*TASK A*. Summarize the article on fatal software errors in three sentences.
*TASK B*. Reproduce the part of the article on fatal software errors between "The Korean Airlines" and "vol. 23, no. 1.", inclusive.

Fatal software errors

Many large software-intensive organisations are currently in the process of replacing so-called legacy software systems. These applications and components typically involve several million lines of code that are between 5 and 40 years old. The following observations are helpful to understand the potential impact of software errors, the scale of the work, and the risks involved.

In case you are waiting for a banking transaction to come through, consider this anecdote from a random collection of software errors:

Rumor has it that, when they shut down the IBM 7094 at MIT in 1973, they found a low-priority process that had been submitted in 1967 and had not yet been run.

Other examples from the same collection of errors are less funny and some are deadly:

Computer blunders were blamed for $650M student loan losses. From ACM SIGSOFT Software Engineering Notes , vol. 20, no. 3

The Korean Airlines KAL 801 accident in Guam killed 225 out of 254 aboard. A design problem was discovered in barometric altimetry in Ground Proximity Warning System (GPWS). From ACM SIGSOFT Software Engineering Notes, vol. 23, no. 1.

From the End User License Agreement of a typical software platform:

The software product may contain support for programs written in Java. Java technology is not fault tolerant and is not designed, manufactured, or intended for use or resale as on-line control equipment in hazardous environments requiring fail-safe performance, such as in the operation of nuclear facilities, aircraft navigation or communication systems, air traffic control, direct life support machines, or weapon systems, in which the failure of Java technology could lead directly to death, personal injury, or severe physical or environmental damage.

If you believe real-time capable systems are intrinsically safer, consider that these systems are still coded by humans in notations just as arcane as Java, and are subject to the usual average error rate of humans. A detailed case study from the field of medical software:

On March 21, 1986, an oilfield worker named Ray Cox was being irradiated for the ninth time at the East Texas Cancer Center in Tyler, Texas, for a tumour that had been removed from his back…

Inside the treatment room Cox was hit with a powerful shock. He knew from previous treatments this was not supposed to happen. He tried to get up. Not seeing or hearing him because of the broken communications between the rooms, the technician pushed the “p” key, meaning “proceed.” Cox was hit again. The treatment finally stopped when Cox stumbled to the door of the room and beat it with his fists…

Cox’s injury was similar to Jane Yarborough’s — a dime-sized dose of 16,000 to 15,000 rads. He was sent home but returned to the hospital a few weeks later spitting blood: the doctors diagnosed radiation overexposure. It later paralysed his left arm, both legs, his left vocal chord, and his diaphragm. He died nearly five months later…

The Therac-25’s software program, relatively crude by today’s standards, probably contained 101,000 lines of code.

A more recent example illustrates that the situation is not improving over the years. The Therac-25 software was probably subjected to much more rigorous testing than most corporate business systems ever have been.

Large software systems consist of > 10,000,000 lines of code. Integrating systems beyond company boundaries via web services is becoming increasingly common, leading to ultra-large scale systems involving billions of lines of code, and to a quasi-infinite number of usage scenarios that are never tested. As I am writing this post, the perfect example of the brittleness of deep web service supply chains in an ultra-large scale system comes along:

Scores of well-known websites have been unavailable for large parts of Thursday because of problems with Amazon’s web hosting service.

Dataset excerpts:

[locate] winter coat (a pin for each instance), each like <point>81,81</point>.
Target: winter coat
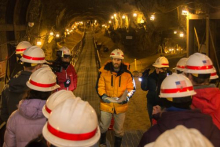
<point>153,83</point>
<point>13,92</point>
<point>188,118</point>
<point>114,84</point>
<point>25,124</point>
<point>207,99</point>
<point>65,74</point>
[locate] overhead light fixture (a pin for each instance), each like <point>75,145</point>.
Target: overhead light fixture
<point>135,15</point>
<point>181,34</point>
<point>152,17</point>
<point>185,12</point>
<point>30,24</point>
<point>39,43</point>
<point>57,35</point>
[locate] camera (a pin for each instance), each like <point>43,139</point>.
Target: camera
<point>56,65</point>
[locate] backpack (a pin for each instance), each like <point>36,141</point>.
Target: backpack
<point>144,78</point>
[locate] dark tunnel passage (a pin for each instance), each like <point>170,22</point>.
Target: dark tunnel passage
<point>91,29</point>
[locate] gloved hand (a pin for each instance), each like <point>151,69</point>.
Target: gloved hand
<point>67,83</point>
<point>104,99</point>
<point>125,101</point>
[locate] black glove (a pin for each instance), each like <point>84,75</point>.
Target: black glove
<point>67,83</point>
<point>104,99</point>
<point>125,101</point>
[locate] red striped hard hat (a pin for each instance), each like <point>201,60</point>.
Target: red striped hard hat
<point>33,54</point>
<point>199,63</point>
<point>161,62</point>
<point>117,53</point>
<point>176,85</point>
<point>65,50</point>
<point>73,123</point>
<point>55,99</point>
<point>181,64</point>
<point>22,46</point>
<point>42,79</point>
<point>213,74</point>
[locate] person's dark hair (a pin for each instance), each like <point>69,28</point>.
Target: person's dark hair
<point>37,142</point>
<point>33,94</point>
<point>181,102</point>
<point>202,78</point>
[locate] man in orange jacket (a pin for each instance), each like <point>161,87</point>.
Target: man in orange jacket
<point>115,87</point>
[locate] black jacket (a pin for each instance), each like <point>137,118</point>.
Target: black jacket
<point>12,93</point>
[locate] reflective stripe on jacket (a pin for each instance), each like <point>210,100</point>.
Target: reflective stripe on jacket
<point>114,84</point>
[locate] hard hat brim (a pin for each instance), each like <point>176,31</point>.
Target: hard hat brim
<point>180,69</point>
<point>159,66</point>
<point>176,95</point>
<point>45,113</point>
<point>208,71</point>
<point>41,88</point>
<point>32,61</point>
<point>67,143</point>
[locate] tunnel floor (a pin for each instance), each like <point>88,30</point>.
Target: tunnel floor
<point>87,75</point>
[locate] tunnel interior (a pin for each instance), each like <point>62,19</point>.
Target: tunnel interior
<point>138,25</point>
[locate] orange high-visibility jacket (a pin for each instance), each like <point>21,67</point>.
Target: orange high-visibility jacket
<point>114,84</point>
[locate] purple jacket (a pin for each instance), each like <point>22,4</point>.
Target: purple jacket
<point>25,124</point>
<point>188,118</point>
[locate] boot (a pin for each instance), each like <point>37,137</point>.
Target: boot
<point>102,140</point>
<point>118,141</point>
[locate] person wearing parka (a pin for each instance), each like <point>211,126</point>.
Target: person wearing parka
<point>114,81</point>
<point>176,92</point>
<point>114,84</point>
<point>12,93</point>
<point>27,122</point>
<point>207,100</point>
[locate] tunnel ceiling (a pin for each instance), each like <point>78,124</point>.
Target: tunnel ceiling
<point>81,10</point>
<point>68,11</point>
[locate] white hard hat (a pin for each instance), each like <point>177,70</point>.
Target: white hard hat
<point>55,99</point>
<point>181,64</point>
<point>22,46</point>
<point>199,63</point>
<point>65,51</point>
<point>73,123</point>
<point>117,53</point>
<point>33,54</point>
<point>45,66</point>
<point>176,85</point>
<point>42,79</point>
<point>161,62</point>
<point>213,74</point>
<point>181,137</point>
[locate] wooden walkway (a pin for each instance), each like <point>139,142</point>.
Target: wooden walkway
<point>87,75</point>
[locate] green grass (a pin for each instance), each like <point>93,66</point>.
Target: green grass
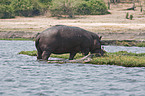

*TASK SOLUTION A*. Many large software-intensive organizations are replacing legacy systems that hold several million lines of code between 5 and 40 years old. A collection of software errors includes deadly cases such as the Korean Airlines KAL 801 accident in Guam, which killed 225 of 254 aboard. In the Therac-25 case, Ray Cox was hit by radiation overexposure and died nearly five months later, and integrating systems across company boundaries now produces ultra-large systems with billions of lines of code and usage scenarios that are never tested.

*TASK SOLUTION B*.
The Korean Airlines KAL 801 accident in Guam killed 225 out of 254 aboard. A design problem was discovered in barometric altimetry in Ground Proximity Warning System (GPWS). From ACM SIGSOFT Software Engineering Notes, vol. 23, no. 1.